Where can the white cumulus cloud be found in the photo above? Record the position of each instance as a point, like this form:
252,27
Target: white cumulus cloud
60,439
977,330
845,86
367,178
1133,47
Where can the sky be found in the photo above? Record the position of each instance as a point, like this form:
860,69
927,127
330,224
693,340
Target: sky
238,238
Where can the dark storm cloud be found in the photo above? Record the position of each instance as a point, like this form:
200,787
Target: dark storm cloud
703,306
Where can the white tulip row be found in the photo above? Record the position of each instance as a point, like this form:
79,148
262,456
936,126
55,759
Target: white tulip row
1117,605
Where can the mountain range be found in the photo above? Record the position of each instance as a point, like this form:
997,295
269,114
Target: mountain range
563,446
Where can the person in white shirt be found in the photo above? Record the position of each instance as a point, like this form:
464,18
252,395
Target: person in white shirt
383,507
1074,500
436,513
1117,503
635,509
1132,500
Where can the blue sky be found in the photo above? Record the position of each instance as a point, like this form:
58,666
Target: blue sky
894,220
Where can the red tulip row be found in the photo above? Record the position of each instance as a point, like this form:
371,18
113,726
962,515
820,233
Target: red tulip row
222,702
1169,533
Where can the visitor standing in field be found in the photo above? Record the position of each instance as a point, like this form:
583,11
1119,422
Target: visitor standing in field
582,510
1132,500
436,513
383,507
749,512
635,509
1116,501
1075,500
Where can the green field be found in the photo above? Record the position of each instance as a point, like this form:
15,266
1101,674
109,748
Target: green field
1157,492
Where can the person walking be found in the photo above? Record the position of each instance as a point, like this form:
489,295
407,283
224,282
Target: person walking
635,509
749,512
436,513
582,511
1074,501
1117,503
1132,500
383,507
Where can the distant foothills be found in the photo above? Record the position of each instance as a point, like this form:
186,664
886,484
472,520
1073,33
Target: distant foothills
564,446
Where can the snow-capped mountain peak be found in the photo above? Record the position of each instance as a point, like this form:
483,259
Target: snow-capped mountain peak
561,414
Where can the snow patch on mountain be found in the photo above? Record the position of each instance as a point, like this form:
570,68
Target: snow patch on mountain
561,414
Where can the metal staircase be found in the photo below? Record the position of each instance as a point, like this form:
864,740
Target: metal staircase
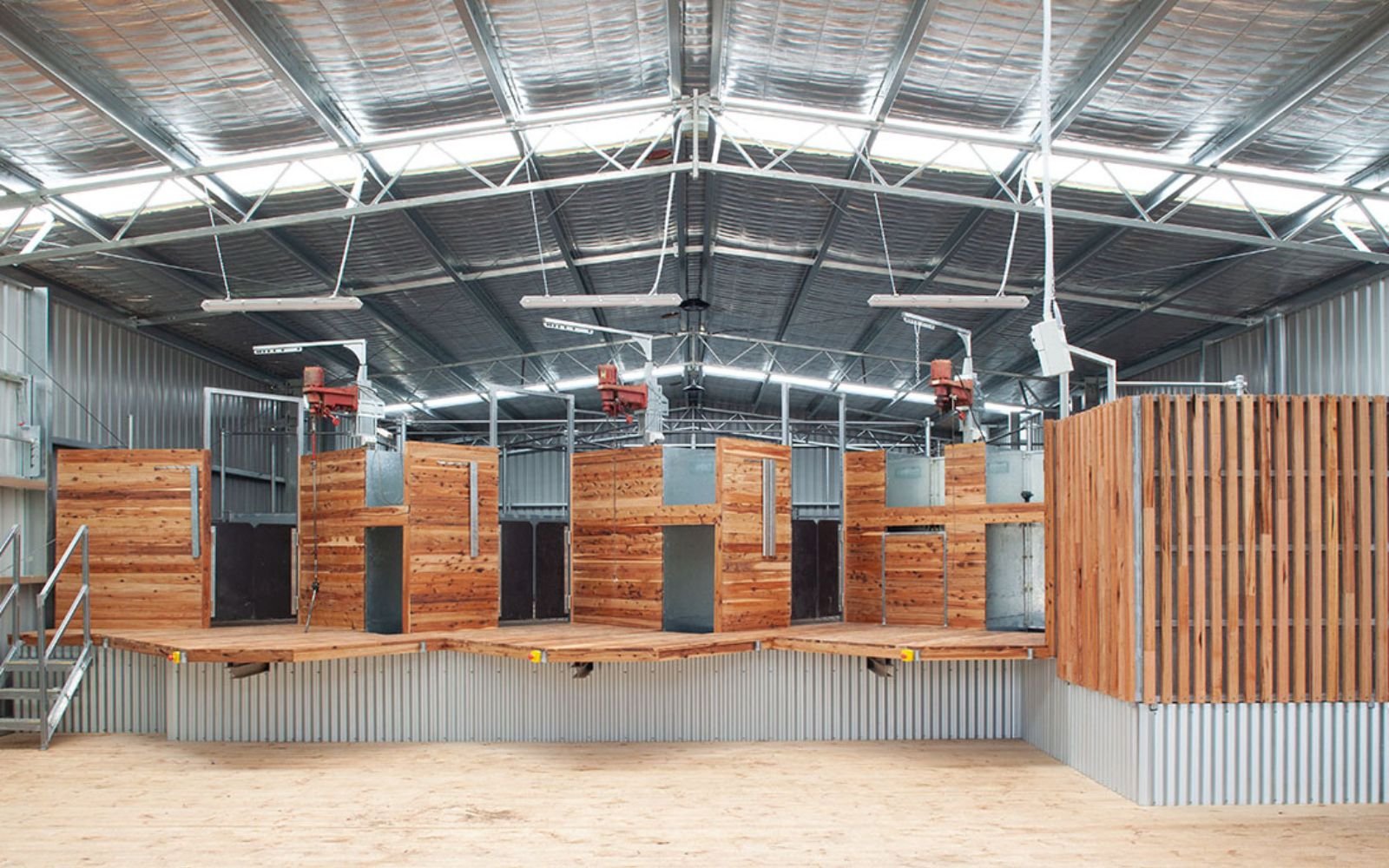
42,687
------------------------------------------------------------------------
Repeat every one of the items above with "instance" swapped for "occurrence" wherever it appears, changing nothing else. Leave the pictures out.

Where can the white cumulus cloud be found in the photo above? Record the position of each occurrence as a point, like this form:
252,27
Target: white cumulus cloud
60,439
977,330
845,86
367,178
1133,47
Where can the sky be found in the photo above? Record the position of each occurrence as a point, like this form:
860,69
927,127
330,224
693,340
Target: sky
238,238
Where can the dark storm cloud be found in the photo above? Record the position of each occurrence as a point, like this form:
200,787
Target: dark storm cloud
703,306
Where can the white tulip row be found in the photo above? Record the position of each occurrence as a point, like this form:
79,148
262,456
936,126
55,759
Target: white tulip row
1117,605
Where can the mountain range be found in the photo above? Record the position of each occurrence as a point, like this form:
997,295
269,114
Target: mountain range
563,446
Where can the person in white shirt be found in the photo above? Record the position of each occurrence as a point, like this form:
464,18
252,395
Target: person in white shirt
383,507
1074,500
436,513
1117,503
635,509
1132,500
Where can the blue sky be found in the photo above? Record the position of each occurrence as a point, like this form:
58,666
Target: blue sky
894,220
Where can the red tulip row be found in the photo above? Record the position of each occurrence as a point, like this form:
371,18
113,726
962,515
820,233
Target: red tulip row
222,702
1169,533
Where can the visitor standing in field be found in the photo above? Record the position of each occurrence as a point, like this form:
583,11
1119,422
Target: visitor standing in field
582,510
1132,500
436,513
383,507
749,512
635,509
1116,501
1075,500
Where can the green field be found in the photo above? Record the position of each occurrence as a point, like this form:
15,266
1101,674
109,748
Target: green field
1157,492
Where can the person walking be found in the photo above? Record the position of each occurrence as a point, like this form:
489,295
407,283
224,282
Target: person walking
635,509
749,512
436,513
582,511
1074,501
1117,503
1132,500
383,507
Where can the distant foothills be found in the photo above? Record the position of each occurrence as a point, like this form:
186,664
886,484
472,520
1073,33
Target: distant foothills
564,446
Where can the snow-capped mountain peak be found in the photo above? Record the position of each occurrence as a point, like this form:
483,259
Target: snow-capped mountain peak
561,414
Where can the snow patch on mountain be found in the photo above? Record the position of each occurrence as a point, like this form:
570,68
Target: snow patch on mountain
561,414
Where can the metal staircase be found in the photo below? Record the position of each occurrence as a point, like this form:
864,740
Target: metal staircase
42,687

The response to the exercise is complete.